## [Extrait du texte]
━━━━━━━━━━━━━━━━
Ce qui précède laisse croire que tous les intervenants dans les filières cacao et café utilisent les contrats d’entente sur le prix pour gérer le risque de prix. Le producteur du Sud doit-il faire une exception ?

Les articles fondamentaux de McKinnon (1967), Peck (1975) et de Rolfo (1980) consacrés à l’intervention du producteur sur le marché à terme de marchandises ont en commun l’idée que le producteur prend la décision de couverture avant la récolte, surtout lorsqu’il existe encore l’incertitude quant aux quantités qui seront effectivement mises en vente sur le marché. Par ailleurs, il est implicitement supposé dans ces études que les opérations à terme et au comptant se dénouent de façon simultanée, le producteur étant sensé mettre toute sa production sur le marché dès que la récolte est terminée. Ces hypothèses qui peuvent se justifier dans le cas de produits non stockables tels que les oeufs frais dans l’analyse de Peck, ne semblent pas réalistes lorsqu’il s’agit de produits stockables à l’instar du cacao dans l’analyse de Rolfo. En effet, si le produit est stockable, un arbitragiste qui prend une position de couverture avant la récolte se retrouve en fin de compte face à des frais de couverture inutiles dans la mesure où, si au moment de la récolte, la situation est défavorable sur le marché, il reste encore l’alternative du stockage, vu que rien ne l’oblige à procéder à des ventes au comptant juste après la récolte (Kamdem, 1986, P.190).
━━━━━━━━━━━━━━━━
## [Consignes]
(a) Recopiez le passage de l'extrait sur la couverture du risque de prix compris entre « Ce qui précède » et « faire une exception ? », bornes incluses.
(b) Dressez la liste de tous les auteurs cités dans l'extrait sur la couverture du risque de prix, chacun avec l'année indiquée.
(c) Répondez aux questions suivantes d'après l'extrait sur la couverture du risque de prix :
(i) Quel produit non stockable figure dans l'analyse de Peck ?
(ii) Quel produit stockable figure dans l'analyse de Rolfo ?
(iii) Quelles sont les deux filières mentionnées dans la première phrase ?
━━━━━━━━━━━━━━━━
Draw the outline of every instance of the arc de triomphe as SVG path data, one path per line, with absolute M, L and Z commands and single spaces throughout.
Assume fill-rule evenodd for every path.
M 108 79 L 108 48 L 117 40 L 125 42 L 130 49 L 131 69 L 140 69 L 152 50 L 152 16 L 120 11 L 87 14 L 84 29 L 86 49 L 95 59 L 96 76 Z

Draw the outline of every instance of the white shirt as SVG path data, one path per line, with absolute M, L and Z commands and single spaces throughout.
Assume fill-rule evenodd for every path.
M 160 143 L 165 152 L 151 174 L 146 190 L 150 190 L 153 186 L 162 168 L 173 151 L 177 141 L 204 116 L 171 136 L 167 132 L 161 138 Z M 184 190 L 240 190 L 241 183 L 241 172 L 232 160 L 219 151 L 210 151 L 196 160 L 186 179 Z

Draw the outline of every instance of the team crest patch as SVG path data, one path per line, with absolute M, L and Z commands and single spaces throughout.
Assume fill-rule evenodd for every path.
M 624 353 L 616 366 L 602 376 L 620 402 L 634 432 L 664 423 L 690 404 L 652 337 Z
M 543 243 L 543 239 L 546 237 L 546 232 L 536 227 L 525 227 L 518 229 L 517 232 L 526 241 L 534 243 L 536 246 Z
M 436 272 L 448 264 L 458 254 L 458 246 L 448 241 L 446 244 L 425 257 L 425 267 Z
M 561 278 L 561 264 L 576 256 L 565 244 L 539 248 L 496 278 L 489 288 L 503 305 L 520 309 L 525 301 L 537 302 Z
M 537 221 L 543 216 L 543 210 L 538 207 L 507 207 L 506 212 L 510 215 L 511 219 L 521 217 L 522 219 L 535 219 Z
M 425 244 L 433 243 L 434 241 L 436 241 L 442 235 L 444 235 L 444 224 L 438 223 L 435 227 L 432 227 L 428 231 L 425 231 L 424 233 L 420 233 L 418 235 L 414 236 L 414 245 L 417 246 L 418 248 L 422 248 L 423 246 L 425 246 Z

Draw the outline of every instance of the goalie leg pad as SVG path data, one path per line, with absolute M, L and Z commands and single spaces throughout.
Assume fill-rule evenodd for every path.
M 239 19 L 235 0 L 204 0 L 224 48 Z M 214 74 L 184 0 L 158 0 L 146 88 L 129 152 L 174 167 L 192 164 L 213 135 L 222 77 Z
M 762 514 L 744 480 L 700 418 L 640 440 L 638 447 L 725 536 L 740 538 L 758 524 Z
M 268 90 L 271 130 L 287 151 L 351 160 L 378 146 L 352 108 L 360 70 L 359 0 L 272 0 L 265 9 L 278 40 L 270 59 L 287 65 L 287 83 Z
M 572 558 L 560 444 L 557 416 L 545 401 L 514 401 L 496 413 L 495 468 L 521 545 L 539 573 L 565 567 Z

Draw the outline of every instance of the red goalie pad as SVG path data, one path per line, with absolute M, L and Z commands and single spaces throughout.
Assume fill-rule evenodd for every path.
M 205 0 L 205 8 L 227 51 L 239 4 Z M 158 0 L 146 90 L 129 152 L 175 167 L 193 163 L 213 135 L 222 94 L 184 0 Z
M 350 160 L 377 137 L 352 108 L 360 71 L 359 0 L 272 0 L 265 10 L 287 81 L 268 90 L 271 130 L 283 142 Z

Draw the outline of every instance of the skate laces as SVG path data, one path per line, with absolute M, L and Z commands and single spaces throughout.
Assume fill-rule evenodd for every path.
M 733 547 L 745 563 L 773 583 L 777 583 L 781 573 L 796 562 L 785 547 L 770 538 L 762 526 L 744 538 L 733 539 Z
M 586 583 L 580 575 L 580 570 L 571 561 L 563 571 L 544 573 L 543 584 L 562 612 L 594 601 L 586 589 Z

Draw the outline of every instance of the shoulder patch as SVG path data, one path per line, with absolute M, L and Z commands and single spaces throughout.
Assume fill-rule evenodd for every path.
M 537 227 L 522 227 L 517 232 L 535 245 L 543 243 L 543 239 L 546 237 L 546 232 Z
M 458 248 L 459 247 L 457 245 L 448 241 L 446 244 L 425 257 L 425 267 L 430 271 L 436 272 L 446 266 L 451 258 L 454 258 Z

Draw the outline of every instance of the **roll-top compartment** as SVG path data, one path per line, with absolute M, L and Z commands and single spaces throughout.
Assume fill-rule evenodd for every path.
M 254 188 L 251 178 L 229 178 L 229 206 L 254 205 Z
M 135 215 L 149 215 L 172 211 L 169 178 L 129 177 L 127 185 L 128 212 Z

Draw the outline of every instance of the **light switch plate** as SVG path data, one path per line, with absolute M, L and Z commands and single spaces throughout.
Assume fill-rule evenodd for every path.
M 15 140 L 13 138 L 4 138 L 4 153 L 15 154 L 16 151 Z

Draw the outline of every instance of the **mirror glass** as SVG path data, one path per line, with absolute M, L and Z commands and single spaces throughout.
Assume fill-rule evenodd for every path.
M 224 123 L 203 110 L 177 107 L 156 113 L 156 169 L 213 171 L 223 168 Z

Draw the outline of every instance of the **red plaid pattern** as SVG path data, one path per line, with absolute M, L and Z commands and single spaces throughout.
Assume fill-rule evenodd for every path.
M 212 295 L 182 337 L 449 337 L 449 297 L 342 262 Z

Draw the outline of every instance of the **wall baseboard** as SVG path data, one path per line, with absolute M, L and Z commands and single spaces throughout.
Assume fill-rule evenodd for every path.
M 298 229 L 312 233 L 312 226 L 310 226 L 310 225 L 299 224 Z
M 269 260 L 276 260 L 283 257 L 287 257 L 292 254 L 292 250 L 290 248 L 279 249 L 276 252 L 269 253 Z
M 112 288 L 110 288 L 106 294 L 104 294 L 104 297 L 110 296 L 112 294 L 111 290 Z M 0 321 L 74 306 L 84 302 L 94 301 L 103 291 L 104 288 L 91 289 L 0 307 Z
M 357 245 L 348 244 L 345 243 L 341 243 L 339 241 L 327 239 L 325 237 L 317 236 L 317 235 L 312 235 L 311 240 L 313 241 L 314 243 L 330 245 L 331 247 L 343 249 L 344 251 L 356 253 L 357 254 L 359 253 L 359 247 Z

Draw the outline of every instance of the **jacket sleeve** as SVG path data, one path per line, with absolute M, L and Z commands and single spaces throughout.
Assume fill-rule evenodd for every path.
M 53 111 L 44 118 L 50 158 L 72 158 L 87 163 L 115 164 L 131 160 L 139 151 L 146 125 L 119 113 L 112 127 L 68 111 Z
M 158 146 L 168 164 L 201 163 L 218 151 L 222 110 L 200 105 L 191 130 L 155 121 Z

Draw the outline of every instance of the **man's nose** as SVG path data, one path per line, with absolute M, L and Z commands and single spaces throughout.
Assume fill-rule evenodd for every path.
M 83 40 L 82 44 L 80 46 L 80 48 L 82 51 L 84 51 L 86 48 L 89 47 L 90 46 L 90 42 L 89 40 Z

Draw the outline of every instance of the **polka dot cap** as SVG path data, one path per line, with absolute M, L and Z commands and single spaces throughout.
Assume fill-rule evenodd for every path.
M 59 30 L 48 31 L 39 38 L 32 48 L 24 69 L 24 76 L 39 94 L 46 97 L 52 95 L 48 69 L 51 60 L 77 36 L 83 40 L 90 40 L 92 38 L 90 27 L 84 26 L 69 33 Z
━━━━━━━━━━━━━━━━
## [Réponses]
(a)
Ce qui précède laisse croire que tous les intervenants dans les filières cacao et café utilisent les contrats d’entente sur le prix pour gérer le risque de prix. Le producteur du Sud doit-il faire une exception ?

(b)
McKinnon (1967)
Peck (1975)
Rolfo (1980)
Kamdem (1986)

(c)
(i) Les oeufs frais.
(ii) Le cacao.
(iii) Les filières cacao et café.